Les alertes sur le risque de méningiomes sous progestatifs doivent faire limiter ceux-ci à leur strict AMM, informer la patiente et procéder à une évaluation régulière.

Les premières alertes remontent à 2009

Les premières alertes remontent à 2009
Crédit photo : phanie

Après l’incrimination de l’acétate de cyprotérone (Androcur et génériques) dans la survenue de méningiomes, c’est au tour de l’acétate de nomegestrol (Lutényl et génériques) et de l’acétate de chlormadinone (Lutéran et génériques) de passer sous les fourches caudines de l’ANSM pour les mêmes raisons. Elle lance ces jours-ci une enquête publique sur le sujet. Le journal « Le Monde » a semé la confusion auprès du grand public en parlant de « pilules » devant être retirées du marché !

Les progestatifs sont des molécules de synthèse ayant la même action sur l’endomètre que la progestérone naturelle. Ils ont également, selon la molécule utilisée, une action antigonadotrope, antiandrogénique voire antiminéralocorticoïde.

Des indications déviées

L’acétate de cyprotérone a été utilisé pour ses effets anti-androgéniques. Ses indications premières sont les hirsutismes féminins majeurs d’origine non tumorale et les syndromes des ovaires polykystiques (SOPK), s’ils ont un retentissement très important sur la qualité de vie de ses femmes. Ils sont également utilisés chez l’homme comme traitement palliatif des cancers de la prostate.

Ces indications ont été déviées, et l’acétate de cyprotérone a été souvent utilisé pour traiter l’acné et certains hirsutismes légers.

Selon les prescriptions, la dose employée était de 100 ou de 50 mg/jour. La version contraceptive a été Diane 35, associant 35 µg d’éthinylestradiol à 2 mg d’acétate de cyprotérone. Si celle-ci ne semble pas être à l’origine de ces tumeurs, il n’en est pas de même pour les associations utilisant des doses plus fortes. La Pr Nathalie Chabbert-Buffet (Paris) a regretté que l’industrie pharmaceutique n’envisage pas de mettre à disposition des comprimés de posologie plus faible.

ÉNONCÉ 1:
Répondez s'il vous plaît à ces questions sur l'extrait consacré aux progestatifs et aux méningiomes :
(a) Quel organisme lance une enquête publique sur le sujet ?
(b) Quelles doses quotidiennes d'acétate de cyprotérone étaient employées selon les prescriptions ?
(c) Qu'associe la version contraceptive Diane 35 ?
ÉNONCÉ 2: Poursuivez l'extrait consacré aux progestatifs et aux méningiomes à la suite de sa dernière phrase.

DONNÉES FOURNIES:

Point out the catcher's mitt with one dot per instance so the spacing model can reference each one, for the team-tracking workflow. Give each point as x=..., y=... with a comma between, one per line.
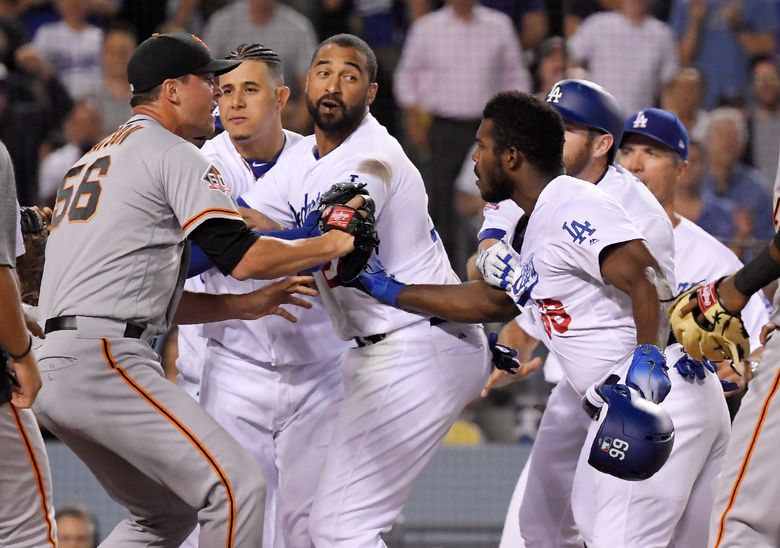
x=30, y=265
x=359, y=222
x=709, y=331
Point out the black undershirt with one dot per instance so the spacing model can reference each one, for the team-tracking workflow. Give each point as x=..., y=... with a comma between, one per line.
x=225, y=241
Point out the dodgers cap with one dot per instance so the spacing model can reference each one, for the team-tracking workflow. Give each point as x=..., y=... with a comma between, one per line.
x=171, y=55
x=661, y=126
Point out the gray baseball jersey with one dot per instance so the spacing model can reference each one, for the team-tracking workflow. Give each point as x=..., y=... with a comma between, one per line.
x=117, y=254
x=26, y=509
x=118, y=231
x=746, y=513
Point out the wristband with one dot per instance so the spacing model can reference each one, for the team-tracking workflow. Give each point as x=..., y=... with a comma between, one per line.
x=23, y=354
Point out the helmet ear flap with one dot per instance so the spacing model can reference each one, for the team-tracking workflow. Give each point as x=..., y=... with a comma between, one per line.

ZONE DE RÉPONSE 1:
(a) L'ANSM.
(b) 100 ou 50 mg/jour.
(c) 35 µg d'éthinylestradiol et 2 mg d'acétate de cyprotérone.

ZONE DE RÉPONSE 2:
Une surveillance rapprochée

L’agence française et l’agence européenne ont émis des recommandations similaires : respect de l’AMM dans les indications, prescription de la dose minimale efficace, réévaluation annuelle de la balance bénéfices risques. Les prescriptions pour acné, séborrhée ou pilosité sont à bannir. Par ailleurs l’utilisation d’acétate de cyprotérone est contre-indiquée chez les patientes présentant un méningiome ou un antécédent.

Des recommandations ont été émises concernant la surveillance des patientes traitées. La surveillance sera clinique, mais surtout radiologique : une IRM en début de traitement suivie le cas échéant d’un contrôle à 5 puis 7 ans. En cas d’arrêt du traitement, l’IRM n’est pas nécessaire.

Macroprogestatifs

L’acétate de chlormadinone et l’acétate de nomegestrol ont également été mis en cause, dès 2019. Prescrits notamment en cas d’endométriose, de ménométrorragies, de troubles des règles, ces « macroprogestatifs » ont souvent été utilisés hors AMM, notamment en contraception chez certaines patientes à risque cardiovasculaire.

Le risque de survenue d’un méningiome associé à ces progestatifs augmente en fonction de la durée du traitement, de la dose prescrite et de l’âge de la patiente. Il est multiplié par 3,3 pour un traitement par acétate de nomegestrol de plus de 6 mois ; par 3,4 dans les mêmes conditions en cas d’acétate de chlormadinone. Ce risque est encore multiplié par 3 chez les femmes de plus de 35 ans.

Pour L’ANSM, 100 cas par an de méningiomes seraient liés à ces traitements.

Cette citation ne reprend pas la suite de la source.